WHAT THE EXERCISE ASKS:
Please show every line of the material below that contains the word "large".

MATERIAL PROVIDED:
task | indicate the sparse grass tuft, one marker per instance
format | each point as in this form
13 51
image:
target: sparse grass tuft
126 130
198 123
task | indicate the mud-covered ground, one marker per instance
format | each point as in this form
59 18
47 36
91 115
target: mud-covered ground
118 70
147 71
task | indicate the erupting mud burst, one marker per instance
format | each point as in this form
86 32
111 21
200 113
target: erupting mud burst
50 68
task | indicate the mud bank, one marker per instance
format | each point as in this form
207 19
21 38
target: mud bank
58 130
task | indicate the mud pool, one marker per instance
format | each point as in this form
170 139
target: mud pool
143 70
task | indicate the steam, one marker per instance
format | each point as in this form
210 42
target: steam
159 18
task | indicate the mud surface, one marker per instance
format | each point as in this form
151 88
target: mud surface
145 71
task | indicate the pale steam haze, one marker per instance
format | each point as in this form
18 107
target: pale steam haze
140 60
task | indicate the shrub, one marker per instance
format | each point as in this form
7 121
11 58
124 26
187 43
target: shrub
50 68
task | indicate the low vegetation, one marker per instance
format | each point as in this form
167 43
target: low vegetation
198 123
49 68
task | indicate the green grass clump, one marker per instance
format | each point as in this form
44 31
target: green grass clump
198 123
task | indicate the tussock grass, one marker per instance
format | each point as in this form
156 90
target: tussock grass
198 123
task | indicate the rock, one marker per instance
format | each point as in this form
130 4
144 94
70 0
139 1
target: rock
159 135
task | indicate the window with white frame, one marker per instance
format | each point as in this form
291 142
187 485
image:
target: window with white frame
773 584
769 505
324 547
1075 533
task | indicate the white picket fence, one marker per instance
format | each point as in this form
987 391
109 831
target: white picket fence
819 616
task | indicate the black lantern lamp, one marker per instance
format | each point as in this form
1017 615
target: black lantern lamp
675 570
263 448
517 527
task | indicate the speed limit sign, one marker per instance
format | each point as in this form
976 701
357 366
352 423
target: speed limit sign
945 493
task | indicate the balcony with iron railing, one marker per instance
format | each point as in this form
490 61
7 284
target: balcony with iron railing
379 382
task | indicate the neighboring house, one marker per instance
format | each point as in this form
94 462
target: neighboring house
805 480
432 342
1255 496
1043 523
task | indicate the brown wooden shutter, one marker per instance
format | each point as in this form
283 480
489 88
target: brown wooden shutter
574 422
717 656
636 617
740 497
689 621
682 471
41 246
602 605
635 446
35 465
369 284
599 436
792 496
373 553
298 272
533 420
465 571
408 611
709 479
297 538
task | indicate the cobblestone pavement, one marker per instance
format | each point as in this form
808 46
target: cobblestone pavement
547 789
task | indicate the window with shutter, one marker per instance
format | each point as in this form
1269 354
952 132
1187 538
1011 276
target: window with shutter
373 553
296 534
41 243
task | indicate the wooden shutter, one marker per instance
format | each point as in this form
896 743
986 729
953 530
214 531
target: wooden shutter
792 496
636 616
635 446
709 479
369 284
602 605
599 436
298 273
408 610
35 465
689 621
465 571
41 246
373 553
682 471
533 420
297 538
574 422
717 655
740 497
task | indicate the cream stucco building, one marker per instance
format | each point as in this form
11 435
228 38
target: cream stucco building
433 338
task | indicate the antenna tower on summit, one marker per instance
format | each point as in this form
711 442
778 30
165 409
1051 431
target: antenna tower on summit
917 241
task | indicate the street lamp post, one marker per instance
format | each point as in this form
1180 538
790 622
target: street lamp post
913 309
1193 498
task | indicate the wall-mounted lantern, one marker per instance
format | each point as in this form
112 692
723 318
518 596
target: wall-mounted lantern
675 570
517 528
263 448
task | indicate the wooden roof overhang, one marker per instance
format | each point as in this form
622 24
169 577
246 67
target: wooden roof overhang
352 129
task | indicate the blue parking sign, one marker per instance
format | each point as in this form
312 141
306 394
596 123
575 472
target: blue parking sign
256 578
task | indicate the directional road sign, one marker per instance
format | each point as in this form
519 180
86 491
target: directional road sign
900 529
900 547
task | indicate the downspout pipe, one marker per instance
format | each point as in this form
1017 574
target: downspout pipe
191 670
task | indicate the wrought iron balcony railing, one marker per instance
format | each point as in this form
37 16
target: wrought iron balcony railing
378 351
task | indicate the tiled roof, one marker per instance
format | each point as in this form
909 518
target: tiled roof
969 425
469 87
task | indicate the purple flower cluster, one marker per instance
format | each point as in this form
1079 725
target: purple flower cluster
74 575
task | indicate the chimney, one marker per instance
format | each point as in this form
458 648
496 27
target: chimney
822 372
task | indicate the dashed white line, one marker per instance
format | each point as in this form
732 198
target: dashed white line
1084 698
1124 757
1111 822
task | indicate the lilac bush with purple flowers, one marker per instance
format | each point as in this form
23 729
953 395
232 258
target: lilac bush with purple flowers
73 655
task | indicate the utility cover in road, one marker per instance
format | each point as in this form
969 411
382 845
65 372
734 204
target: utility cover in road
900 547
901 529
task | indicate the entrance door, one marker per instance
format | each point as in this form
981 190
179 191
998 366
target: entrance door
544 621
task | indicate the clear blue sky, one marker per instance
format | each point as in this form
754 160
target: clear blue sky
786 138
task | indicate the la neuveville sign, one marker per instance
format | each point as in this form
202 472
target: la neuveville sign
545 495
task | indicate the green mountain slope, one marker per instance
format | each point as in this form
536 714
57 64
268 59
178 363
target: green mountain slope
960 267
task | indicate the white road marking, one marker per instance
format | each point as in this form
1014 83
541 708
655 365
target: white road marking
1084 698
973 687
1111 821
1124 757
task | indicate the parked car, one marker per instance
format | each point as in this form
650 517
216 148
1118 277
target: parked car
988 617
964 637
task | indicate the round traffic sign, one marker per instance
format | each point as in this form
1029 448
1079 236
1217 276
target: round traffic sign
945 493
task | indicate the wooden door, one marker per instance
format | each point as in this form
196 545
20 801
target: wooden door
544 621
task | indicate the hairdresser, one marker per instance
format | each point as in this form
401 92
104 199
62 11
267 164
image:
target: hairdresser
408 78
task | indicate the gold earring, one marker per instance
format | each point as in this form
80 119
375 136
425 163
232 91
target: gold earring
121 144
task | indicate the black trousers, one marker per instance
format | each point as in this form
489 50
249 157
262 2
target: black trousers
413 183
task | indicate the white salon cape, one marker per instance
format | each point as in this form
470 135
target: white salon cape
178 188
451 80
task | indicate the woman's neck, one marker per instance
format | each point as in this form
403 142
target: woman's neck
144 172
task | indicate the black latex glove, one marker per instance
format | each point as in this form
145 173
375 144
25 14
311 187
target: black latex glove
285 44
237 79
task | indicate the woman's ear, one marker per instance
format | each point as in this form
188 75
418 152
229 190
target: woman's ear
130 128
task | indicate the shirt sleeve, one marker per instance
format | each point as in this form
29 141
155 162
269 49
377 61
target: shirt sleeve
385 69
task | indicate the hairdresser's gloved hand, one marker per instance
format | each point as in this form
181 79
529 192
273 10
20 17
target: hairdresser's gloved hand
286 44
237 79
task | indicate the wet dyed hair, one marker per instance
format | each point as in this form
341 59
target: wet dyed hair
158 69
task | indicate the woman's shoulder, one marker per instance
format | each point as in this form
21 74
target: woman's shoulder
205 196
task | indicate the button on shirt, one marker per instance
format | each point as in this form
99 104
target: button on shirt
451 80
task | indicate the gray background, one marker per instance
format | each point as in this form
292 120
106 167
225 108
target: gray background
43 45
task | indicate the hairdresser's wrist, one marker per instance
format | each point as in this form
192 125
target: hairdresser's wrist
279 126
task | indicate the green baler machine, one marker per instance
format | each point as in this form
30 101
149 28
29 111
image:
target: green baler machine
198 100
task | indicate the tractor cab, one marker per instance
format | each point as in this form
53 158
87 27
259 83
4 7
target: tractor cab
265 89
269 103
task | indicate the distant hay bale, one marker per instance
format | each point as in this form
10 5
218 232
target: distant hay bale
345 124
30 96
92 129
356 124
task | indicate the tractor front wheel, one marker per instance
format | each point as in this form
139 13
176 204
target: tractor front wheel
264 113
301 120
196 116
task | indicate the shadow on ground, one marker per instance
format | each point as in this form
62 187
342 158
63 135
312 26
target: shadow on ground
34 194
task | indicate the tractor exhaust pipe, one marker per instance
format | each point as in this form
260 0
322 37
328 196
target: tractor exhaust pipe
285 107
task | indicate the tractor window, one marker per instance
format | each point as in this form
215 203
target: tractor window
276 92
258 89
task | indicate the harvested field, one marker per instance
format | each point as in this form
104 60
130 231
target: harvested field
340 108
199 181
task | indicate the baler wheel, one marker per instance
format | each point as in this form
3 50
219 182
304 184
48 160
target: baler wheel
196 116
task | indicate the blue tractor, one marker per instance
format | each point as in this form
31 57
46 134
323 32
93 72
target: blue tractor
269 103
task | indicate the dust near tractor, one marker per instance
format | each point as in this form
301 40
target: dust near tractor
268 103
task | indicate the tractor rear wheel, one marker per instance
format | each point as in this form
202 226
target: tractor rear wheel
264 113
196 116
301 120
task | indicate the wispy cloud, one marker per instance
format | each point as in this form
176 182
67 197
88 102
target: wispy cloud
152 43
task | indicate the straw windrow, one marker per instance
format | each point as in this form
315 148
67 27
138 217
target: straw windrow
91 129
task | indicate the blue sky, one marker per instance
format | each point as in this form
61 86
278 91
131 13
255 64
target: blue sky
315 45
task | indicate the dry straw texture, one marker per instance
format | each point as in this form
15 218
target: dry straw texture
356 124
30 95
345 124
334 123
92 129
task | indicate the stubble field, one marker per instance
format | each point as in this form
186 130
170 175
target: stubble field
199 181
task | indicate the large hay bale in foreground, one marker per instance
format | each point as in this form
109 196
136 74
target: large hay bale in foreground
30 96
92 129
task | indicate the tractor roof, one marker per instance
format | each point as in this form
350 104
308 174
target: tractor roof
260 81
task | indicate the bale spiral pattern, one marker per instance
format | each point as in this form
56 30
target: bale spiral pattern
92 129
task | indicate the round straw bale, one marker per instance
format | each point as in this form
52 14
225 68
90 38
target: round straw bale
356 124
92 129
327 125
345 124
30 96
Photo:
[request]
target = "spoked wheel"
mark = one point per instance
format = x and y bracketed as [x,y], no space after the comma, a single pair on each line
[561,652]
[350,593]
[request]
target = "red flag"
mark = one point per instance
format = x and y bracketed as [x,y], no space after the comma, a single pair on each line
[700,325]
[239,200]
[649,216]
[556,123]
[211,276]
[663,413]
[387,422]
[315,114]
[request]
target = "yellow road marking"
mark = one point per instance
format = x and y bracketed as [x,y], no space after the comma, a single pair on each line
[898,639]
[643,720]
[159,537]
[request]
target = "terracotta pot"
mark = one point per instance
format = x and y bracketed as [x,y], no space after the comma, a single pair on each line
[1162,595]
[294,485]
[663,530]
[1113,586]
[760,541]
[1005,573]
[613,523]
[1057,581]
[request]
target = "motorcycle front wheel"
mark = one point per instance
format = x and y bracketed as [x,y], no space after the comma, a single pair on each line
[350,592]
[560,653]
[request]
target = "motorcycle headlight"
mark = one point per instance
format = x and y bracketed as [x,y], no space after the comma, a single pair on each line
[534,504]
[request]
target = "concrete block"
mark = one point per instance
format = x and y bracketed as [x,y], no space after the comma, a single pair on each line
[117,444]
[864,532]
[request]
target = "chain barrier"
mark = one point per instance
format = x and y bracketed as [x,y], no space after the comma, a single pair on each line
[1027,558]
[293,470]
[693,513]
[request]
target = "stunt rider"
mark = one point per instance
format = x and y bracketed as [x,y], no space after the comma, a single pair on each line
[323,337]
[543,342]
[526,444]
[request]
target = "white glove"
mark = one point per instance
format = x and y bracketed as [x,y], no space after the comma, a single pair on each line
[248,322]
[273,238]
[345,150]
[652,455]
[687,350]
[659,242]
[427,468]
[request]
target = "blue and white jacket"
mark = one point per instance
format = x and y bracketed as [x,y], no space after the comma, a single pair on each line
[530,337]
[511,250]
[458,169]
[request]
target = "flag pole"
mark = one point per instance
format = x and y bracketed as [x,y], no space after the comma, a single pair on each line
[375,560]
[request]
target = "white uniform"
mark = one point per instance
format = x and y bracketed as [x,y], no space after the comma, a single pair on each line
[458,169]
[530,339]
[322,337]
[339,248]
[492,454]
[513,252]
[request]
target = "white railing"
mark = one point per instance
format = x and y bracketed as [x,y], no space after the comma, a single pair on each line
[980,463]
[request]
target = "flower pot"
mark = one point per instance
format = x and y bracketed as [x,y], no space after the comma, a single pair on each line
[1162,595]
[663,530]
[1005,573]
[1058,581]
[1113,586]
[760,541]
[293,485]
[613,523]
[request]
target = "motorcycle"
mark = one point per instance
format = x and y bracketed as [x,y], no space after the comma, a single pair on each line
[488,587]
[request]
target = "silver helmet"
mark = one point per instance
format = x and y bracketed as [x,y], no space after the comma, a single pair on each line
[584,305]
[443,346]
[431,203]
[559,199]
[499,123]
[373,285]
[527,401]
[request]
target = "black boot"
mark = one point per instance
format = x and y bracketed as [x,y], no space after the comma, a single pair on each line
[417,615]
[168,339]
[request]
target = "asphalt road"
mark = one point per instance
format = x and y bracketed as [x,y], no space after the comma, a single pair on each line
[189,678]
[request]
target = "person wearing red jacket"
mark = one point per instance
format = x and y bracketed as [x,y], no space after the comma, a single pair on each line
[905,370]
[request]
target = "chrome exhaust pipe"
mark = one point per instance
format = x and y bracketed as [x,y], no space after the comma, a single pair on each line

RESULT OF THE EXERCISE:
task | indicate the large hay bale in foreground, one marker per instance
target: large hay bale in foreground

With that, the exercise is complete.